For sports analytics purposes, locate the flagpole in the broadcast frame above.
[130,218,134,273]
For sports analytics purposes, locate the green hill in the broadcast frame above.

━━━━━━━━━━

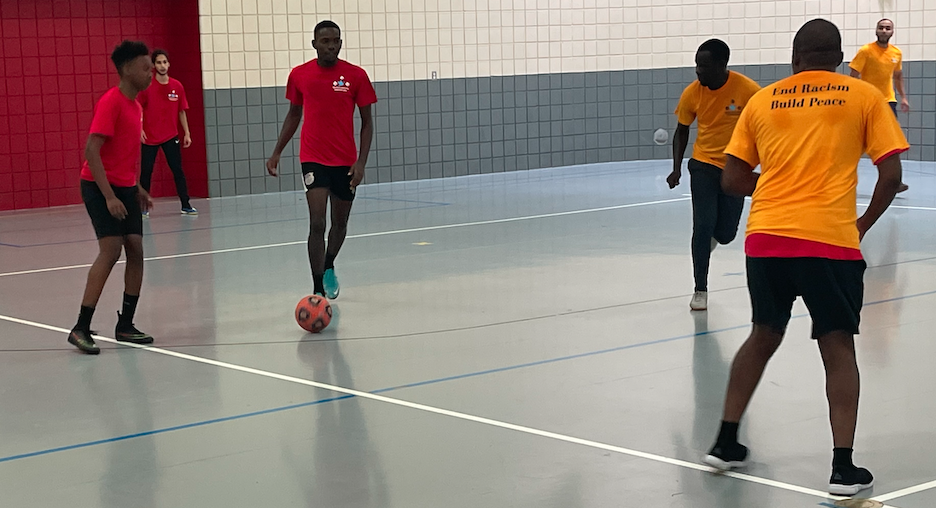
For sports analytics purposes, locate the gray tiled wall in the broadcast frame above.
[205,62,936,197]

━━━━━━━━━━

• WHAT IS BEING ASKED: Write out the listing from the line with "For sports analytics purposes, locate the flagpole" to the line with "[130,218,134,273]", keeping every character as it stands.

• REPLY TO THE TASK:
For sports analytics purposes, locate the flagpole in the broadcast frame above.
[130,218,134,273]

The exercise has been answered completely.